╭─ Data section
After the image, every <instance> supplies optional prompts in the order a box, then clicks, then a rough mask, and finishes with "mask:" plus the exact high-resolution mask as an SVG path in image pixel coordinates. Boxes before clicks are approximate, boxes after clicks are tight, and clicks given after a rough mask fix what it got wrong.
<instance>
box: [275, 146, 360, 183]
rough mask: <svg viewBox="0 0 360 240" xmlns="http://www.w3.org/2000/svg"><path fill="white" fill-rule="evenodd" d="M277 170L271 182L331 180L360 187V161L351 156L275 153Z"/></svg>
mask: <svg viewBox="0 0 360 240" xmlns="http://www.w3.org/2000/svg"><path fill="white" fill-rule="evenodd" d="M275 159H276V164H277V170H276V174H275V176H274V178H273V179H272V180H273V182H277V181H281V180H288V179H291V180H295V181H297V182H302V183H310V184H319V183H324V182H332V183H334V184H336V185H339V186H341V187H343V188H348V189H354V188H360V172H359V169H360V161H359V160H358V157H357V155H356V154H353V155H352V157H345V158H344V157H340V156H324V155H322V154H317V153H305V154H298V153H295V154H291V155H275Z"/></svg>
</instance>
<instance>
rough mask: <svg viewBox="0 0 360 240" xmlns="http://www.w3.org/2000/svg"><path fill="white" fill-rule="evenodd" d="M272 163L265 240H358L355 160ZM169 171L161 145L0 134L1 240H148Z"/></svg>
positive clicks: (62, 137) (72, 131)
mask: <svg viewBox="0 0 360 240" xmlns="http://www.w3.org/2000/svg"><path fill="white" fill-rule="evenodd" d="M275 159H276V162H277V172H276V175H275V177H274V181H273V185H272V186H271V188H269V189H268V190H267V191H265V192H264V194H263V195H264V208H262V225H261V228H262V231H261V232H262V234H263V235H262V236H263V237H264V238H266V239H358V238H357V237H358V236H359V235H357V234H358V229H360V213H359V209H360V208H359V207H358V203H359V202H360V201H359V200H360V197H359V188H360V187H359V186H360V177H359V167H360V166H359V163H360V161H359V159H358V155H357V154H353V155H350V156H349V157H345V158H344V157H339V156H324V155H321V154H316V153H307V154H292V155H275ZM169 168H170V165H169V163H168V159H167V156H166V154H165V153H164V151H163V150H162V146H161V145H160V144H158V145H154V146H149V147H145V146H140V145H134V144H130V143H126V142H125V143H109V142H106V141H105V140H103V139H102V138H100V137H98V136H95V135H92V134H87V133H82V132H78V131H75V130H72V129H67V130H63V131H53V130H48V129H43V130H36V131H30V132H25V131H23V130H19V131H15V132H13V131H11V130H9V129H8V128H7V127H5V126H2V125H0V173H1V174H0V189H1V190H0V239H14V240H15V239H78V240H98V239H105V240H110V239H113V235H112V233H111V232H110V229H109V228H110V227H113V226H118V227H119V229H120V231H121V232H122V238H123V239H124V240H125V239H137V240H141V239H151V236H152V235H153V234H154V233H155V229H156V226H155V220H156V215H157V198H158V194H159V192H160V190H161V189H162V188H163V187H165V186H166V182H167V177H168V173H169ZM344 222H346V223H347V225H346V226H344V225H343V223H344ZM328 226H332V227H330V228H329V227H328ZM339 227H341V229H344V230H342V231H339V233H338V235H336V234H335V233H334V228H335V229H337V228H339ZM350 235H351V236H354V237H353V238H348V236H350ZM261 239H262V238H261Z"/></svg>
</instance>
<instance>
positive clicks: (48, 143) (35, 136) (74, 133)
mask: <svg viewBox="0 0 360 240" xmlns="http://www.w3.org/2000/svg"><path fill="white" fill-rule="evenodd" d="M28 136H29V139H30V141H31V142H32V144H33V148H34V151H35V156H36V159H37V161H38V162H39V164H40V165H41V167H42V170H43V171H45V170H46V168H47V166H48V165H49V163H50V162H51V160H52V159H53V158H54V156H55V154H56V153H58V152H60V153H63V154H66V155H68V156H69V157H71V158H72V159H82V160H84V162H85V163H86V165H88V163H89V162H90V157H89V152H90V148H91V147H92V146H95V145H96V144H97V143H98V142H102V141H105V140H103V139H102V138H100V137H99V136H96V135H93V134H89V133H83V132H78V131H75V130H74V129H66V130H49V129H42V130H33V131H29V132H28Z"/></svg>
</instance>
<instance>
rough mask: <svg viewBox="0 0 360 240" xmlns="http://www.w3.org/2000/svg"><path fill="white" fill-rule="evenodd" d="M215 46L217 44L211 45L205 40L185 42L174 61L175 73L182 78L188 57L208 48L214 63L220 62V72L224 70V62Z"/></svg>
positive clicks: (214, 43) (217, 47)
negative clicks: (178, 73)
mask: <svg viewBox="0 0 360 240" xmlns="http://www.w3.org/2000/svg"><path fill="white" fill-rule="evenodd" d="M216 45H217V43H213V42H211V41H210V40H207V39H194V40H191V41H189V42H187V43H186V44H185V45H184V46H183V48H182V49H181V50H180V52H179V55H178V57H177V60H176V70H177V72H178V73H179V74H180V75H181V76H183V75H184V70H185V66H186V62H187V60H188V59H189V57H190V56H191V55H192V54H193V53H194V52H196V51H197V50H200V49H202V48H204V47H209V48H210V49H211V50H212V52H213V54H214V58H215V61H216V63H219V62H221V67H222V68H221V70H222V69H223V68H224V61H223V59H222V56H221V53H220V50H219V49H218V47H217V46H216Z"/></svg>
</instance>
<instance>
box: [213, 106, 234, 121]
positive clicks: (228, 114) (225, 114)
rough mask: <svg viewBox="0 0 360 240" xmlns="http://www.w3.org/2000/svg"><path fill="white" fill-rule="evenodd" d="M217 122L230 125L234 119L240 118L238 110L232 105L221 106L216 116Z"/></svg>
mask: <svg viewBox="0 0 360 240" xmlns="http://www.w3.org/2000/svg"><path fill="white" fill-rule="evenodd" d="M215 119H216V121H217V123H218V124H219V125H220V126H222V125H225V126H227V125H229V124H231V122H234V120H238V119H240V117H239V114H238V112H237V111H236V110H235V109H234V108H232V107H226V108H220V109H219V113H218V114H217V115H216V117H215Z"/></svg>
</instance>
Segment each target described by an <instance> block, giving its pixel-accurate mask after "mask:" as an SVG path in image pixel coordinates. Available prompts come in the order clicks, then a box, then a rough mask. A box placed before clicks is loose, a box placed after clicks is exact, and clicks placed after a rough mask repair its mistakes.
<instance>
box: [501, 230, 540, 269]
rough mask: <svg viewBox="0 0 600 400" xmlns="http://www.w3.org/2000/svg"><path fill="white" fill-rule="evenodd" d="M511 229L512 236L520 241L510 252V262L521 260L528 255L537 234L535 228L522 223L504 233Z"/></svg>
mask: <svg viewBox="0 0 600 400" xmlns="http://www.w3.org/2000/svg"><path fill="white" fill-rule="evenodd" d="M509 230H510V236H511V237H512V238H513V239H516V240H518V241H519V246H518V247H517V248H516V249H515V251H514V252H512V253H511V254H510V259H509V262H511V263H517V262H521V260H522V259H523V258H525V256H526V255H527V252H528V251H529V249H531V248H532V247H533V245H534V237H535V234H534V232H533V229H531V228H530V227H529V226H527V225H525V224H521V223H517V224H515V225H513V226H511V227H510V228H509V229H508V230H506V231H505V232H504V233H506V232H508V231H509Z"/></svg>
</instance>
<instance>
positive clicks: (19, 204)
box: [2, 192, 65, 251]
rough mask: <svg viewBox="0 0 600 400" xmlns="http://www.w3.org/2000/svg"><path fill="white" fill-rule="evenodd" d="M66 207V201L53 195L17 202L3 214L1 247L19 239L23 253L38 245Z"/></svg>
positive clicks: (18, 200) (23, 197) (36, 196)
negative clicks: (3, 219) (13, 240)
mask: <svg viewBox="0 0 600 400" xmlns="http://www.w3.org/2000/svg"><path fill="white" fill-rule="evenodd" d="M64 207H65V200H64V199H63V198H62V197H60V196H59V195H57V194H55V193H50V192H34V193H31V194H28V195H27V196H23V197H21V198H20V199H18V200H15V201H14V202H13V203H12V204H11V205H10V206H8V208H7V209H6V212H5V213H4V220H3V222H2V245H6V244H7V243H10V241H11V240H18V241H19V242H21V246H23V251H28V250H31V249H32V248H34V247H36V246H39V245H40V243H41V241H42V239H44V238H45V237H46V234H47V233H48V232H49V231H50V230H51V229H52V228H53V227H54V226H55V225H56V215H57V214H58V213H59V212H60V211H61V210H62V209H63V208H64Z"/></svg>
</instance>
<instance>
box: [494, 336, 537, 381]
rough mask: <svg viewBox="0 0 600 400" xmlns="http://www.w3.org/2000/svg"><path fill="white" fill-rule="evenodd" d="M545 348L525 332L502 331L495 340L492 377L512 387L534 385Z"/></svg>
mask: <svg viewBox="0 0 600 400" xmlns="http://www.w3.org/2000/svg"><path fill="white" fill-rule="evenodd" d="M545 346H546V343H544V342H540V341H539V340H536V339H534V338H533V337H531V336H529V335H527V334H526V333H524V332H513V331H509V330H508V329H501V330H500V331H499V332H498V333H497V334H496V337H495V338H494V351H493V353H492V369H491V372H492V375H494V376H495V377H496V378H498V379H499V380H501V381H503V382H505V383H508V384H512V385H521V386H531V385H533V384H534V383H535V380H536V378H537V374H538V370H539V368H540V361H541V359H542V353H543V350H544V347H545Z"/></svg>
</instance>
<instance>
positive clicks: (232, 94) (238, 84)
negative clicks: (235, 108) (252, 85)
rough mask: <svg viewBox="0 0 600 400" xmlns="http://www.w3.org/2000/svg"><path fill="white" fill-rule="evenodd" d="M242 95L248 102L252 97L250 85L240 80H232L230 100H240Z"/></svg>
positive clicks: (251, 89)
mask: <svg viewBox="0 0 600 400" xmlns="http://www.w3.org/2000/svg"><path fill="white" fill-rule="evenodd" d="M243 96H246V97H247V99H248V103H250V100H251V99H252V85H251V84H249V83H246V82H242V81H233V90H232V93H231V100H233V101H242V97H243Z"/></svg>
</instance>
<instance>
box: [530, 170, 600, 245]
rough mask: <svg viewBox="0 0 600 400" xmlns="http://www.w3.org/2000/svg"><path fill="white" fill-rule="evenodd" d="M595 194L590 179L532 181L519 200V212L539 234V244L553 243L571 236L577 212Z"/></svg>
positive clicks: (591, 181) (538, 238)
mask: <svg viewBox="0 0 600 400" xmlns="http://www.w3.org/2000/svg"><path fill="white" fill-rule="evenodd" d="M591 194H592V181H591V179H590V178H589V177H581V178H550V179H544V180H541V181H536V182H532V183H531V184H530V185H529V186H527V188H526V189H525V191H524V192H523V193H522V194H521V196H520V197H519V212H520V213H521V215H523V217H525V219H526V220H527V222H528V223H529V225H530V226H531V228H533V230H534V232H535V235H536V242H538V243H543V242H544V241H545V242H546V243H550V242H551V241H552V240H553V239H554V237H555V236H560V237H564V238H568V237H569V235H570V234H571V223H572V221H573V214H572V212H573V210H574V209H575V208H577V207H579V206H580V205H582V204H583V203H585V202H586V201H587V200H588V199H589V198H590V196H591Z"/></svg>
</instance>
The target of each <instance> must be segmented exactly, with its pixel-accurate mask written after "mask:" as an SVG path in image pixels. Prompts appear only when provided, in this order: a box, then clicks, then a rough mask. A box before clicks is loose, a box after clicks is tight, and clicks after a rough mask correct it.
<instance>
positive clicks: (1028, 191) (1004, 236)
╰─
List every line of the rows above that contains the word "target", matching case exactly.

**Response:**
Segment each target described by an <instance> block, giving its pixel-accurate mask after "mask:" as an SVG path in image pixel coordinates. Available prompts come in the order clicks, then a box, then a rough mask. A box placed before clicks is loose, a box placed after clicks is exact, and clicks placed after a rough mask repair its mistakes.
The target of each <instance> must be segmented exactly, with its pixel-accurate mask written after "mask:" as an SVG path in image pixels. Prompts appear only when provided, in this order: a box, then clicks, then a rough mask. A box before clicks is loose, a box after clicks is tight, and clicks after a rough mask correct it.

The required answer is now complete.